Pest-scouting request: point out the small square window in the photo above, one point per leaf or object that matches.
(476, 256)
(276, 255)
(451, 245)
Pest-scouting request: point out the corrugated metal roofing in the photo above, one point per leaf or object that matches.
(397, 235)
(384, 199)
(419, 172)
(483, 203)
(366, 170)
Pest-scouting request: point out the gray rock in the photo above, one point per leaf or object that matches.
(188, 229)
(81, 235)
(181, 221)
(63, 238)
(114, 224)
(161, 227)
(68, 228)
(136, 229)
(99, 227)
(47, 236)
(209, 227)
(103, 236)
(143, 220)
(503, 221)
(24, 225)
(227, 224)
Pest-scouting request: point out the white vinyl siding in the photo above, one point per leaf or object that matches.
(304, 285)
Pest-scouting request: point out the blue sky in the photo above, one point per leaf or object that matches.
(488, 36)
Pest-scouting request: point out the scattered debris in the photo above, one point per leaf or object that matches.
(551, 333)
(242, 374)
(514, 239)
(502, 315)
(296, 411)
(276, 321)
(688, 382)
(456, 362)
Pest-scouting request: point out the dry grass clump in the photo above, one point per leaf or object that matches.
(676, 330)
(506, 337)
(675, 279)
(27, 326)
...
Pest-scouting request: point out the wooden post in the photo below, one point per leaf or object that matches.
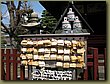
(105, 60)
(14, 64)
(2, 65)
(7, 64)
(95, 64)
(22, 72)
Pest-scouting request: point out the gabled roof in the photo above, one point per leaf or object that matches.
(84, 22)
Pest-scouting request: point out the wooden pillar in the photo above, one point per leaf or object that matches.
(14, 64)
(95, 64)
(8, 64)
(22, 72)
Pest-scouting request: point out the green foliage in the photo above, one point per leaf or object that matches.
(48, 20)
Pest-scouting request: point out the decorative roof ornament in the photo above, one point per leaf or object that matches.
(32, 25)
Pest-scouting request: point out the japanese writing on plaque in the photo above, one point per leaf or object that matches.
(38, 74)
==
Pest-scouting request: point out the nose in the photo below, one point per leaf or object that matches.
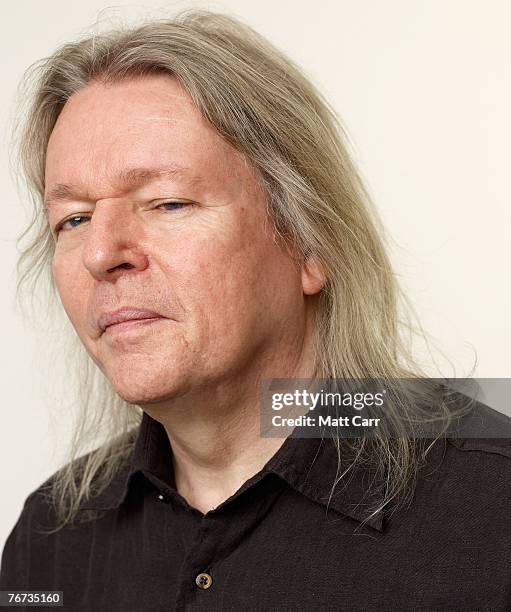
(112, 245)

SHORT PROBLEM => List every line in the listing above that contains the word "below", copying each such line in full.

OUTPUT =>
Pest-scouting request: point out the wooden post in the photo below, one point per leaf or object that matches.
Pest-scouting request: point out the nose in the photo below, one point per leaf or object that matches.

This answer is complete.